All lines from the one with "positive clicks: (331, 231)" to the end of the data: return those exactly, and only those.

═════ Supplied records

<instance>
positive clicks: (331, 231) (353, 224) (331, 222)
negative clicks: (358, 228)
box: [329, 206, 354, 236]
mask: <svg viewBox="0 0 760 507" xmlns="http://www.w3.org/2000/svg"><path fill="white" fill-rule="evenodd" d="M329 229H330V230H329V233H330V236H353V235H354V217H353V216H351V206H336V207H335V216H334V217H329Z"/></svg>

══════════

## Answer to this exercise
positive clicks: (331, 231) (353, 224) (331, 222)
negative clicks: (358, 228)
box: [329, 206, 354, 236]
mask: <svg viewBox="0 0 760 507" xmlns="http://www.w3.org/2000/svg"><path fill="white" fill-rule="evenodd" d="M329 229H330V230H329V233H330V236H353V235H354V217H353V216H351V206H336V207H335V216H334V217H329Z"/></svg>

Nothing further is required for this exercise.